**REQUIRED WORK**
Copy only this range: the line with "outline metal pipe, every instance" through the final line of the material, inclusive at both ends.
-- Begin --
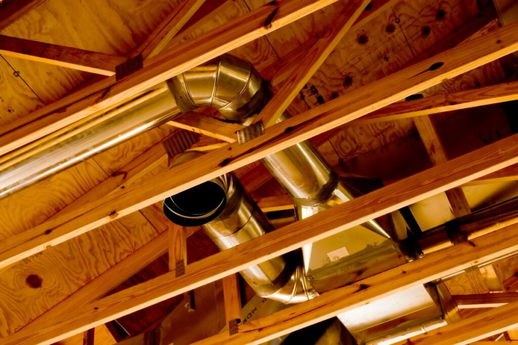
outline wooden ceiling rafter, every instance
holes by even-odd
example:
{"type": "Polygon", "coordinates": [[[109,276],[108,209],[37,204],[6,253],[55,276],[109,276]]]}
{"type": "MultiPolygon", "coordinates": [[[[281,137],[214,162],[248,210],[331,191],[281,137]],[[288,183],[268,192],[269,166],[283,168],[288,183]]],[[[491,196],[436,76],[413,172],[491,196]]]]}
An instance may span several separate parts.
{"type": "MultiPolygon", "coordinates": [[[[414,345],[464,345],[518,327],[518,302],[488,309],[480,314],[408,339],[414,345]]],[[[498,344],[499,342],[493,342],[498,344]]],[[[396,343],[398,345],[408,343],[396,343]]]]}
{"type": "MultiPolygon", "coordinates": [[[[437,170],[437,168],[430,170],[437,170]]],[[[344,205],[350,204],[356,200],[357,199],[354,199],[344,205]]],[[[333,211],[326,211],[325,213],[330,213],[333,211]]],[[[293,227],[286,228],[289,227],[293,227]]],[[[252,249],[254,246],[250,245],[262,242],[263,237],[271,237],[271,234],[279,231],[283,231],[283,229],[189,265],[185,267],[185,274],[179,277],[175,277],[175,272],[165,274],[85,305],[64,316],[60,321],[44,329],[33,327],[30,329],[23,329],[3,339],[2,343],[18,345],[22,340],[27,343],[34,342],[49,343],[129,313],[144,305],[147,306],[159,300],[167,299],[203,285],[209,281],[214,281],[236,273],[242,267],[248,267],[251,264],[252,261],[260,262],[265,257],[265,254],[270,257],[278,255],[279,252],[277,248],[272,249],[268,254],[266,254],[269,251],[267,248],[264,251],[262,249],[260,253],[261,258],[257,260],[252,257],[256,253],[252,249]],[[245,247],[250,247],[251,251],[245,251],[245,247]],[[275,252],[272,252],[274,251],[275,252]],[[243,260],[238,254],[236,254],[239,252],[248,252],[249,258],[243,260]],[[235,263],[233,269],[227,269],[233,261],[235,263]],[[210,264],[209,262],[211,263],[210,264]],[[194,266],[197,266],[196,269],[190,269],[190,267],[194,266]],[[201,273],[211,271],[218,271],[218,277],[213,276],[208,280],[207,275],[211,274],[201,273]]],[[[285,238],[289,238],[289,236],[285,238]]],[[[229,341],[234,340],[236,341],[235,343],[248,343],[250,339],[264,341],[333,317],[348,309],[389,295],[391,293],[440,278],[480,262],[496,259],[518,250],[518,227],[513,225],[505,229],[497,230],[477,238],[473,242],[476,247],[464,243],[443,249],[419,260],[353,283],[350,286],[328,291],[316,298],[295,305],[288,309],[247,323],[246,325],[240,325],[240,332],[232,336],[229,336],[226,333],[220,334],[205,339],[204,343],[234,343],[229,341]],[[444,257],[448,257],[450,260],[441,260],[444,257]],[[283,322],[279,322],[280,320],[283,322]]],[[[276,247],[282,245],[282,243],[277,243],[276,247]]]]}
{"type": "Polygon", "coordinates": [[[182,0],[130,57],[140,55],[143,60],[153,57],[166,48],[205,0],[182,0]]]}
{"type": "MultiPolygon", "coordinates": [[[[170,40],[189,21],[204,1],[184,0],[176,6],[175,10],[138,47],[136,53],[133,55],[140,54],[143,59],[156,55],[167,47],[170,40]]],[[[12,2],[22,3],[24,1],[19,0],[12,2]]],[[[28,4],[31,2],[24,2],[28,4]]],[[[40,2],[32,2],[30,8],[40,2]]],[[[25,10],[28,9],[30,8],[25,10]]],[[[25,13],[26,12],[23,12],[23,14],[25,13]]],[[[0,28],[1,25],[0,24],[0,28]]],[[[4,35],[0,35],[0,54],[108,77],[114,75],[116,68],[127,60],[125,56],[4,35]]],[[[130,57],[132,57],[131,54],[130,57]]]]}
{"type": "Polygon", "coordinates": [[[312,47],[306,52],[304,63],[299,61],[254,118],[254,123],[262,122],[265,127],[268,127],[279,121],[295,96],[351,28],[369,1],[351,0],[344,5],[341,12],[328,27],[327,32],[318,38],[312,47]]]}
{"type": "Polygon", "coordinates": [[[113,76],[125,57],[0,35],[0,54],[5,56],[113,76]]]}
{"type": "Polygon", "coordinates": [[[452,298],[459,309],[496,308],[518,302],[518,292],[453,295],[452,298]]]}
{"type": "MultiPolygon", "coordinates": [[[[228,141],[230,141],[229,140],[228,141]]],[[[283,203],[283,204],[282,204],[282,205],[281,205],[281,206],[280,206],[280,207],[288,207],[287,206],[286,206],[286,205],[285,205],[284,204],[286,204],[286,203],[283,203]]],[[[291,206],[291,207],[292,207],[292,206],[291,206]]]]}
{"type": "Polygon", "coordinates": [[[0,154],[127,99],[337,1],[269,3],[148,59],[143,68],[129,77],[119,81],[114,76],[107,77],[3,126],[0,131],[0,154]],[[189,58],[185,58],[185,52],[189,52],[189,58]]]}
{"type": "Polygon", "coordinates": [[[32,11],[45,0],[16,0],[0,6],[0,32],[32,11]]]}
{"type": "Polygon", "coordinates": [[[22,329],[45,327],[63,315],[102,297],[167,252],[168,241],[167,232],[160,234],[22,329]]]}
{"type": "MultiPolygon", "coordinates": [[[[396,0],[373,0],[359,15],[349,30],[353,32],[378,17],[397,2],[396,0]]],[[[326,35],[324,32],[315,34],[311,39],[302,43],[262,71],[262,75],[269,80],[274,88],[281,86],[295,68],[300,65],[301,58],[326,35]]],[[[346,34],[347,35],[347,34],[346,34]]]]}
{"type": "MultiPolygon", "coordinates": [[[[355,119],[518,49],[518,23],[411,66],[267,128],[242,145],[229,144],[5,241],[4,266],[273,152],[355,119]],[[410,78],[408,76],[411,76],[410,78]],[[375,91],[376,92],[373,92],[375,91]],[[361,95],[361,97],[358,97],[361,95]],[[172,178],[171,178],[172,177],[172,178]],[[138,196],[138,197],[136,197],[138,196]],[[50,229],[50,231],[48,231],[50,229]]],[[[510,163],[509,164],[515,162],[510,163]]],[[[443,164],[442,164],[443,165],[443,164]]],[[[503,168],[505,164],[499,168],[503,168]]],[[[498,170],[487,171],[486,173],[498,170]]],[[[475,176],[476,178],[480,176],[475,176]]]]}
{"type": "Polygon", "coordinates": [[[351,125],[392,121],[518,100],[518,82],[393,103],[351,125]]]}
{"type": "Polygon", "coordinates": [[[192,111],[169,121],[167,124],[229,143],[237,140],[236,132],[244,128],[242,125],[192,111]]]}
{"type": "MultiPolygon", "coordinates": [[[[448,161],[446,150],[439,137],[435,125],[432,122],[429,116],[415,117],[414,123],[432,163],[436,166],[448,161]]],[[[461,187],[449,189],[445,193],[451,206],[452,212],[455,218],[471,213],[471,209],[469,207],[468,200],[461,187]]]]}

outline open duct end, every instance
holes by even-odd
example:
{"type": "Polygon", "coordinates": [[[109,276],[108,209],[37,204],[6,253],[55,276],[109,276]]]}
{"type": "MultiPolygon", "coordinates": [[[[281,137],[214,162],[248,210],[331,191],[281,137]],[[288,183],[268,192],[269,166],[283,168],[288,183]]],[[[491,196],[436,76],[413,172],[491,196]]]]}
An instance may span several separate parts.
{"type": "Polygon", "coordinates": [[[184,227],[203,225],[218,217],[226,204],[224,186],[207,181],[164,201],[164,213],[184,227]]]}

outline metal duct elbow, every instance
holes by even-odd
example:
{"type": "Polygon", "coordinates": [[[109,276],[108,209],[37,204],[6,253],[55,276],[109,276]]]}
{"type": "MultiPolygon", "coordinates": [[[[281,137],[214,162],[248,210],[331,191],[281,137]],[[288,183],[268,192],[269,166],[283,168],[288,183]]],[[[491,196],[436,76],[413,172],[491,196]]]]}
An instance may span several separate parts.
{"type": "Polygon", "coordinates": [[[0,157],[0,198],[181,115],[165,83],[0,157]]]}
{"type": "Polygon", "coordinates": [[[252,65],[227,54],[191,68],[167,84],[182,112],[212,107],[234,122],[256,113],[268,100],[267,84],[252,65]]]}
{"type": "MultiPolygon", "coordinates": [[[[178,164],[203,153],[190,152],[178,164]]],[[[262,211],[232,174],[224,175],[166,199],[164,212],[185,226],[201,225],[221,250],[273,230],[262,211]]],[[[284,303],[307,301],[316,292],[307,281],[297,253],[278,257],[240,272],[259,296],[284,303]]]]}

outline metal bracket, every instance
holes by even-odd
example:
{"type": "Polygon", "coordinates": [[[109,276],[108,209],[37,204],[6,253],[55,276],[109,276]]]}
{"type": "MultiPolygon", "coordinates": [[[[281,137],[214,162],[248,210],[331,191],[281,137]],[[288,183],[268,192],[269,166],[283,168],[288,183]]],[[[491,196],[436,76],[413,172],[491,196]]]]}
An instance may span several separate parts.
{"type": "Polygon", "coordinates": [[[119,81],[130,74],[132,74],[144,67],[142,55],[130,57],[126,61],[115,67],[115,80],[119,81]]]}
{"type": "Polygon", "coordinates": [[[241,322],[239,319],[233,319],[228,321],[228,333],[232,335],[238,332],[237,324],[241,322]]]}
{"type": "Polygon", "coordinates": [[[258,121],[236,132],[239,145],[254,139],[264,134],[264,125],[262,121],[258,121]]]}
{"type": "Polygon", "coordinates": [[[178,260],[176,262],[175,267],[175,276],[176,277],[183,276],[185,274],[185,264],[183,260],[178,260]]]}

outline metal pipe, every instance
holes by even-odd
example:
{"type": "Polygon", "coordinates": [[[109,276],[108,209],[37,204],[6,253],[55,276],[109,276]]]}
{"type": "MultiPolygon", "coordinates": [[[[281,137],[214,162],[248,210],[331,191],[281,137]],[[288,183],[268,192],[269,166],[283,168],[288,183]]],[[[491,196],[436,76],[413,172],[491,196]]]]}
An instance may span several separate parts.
-- End --
**WRITTEN SOLUTION**
outline metal pipe, every instance
holes by even-odd
example:
{"type": "Polygon", "coordinates": [[[109,276],[108,209],[37,204],[6,253],[55,276],[109,276]]]}
{"type": "MultiPolygon", "coordinates": [[[[281,137],[214,162],[248,210],[331,191],[281,137]],[[288,183],[268,192],[269,166],[283,168],[288,183]]],[[[491,196],[436,76],[413,172],[491,196]]]]}
An instance may span several separate parts.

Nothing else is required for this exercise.